Your goal
Within the data below, state how many lines contain the string "banner". Provide the number only.

Collection entries:
——————————
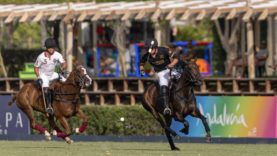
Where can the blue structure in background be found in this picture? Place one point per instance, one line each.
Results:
(99, 53)
(207, 51)
(135, 51)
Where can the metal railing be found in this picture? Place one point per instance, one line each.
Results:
(129, 90)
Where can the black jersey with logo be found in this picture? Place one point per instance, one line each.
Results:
(160, 61)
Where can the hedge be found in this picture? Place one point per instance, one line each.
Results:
(105, 120)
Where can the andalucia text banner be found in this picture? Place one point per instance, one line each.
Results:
(231, 116)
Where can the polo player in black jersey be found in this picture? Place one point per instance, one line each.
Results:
(159, 58)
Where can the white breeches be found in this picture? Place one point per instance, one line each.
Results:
(163, 77)
(47, 79)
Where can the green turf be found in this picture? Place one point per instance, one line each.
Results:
(54, 148)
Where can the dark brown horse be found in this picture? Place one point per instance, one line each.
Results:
(182, 102)
(65, 103)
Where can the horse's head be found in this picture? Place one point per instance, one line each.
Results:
(80, 77)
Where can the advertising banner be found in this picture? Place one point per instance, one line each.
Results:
(12, 120)
(234, 116)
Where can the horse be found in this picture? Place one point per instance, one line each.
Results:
(182, 102)
(65, 102)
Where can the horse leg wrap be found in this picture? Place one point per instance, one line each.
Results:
(83, 127)
(40, 129)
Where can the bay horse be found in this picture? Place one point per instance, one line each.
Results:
(182, 102)
(65, 102)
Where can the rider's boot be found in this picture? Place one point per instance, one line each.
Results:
(165, 99)
(47, 96)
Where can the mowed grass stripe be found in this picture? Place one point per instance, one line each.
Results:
(60, 148)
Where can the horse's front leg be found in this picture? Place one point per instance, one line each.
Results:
(199, 115)
(53, 125)
(64, 134)
(84, 124)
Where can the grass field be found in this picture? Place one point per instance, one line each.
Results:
(56, 148)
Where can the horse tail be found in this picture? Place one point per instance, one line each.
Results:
(12, 100)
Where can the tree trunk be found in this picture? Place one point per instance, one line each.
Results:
(119, 40)
(3, 72)
(229, 40)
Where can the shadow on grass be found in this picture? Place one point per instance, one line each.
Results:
(140, 149)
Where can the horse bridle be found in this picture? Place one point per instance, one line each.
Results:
(188, 80)
(82, 79)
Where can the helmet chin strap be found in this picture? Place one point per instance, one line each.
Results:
(151, 47)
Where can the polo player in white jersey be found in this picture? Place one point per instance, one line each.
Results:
(45, 69)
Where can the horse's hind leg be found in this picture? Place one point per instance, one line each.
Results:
(64, 134)
(198, 114)
(53, 125)
(166, 126)
(29, 112)
(84, 119)
(181, 118)
(169, 138)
——————————
Written answer
2